**TO DO**
Output each line of the material exactly as it stands.

**DATA SUPPLIED**
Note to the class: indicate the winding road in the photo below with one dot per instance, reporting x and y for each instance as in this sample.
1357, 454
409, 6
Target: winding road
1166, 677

**TASK SOLUTION**
Note to the class: indicate the winding road in the photo below with one dot per instance, reporting x and y for each instance as in this sample.
1357, 454
409, 6
Target: winding road
1166, 677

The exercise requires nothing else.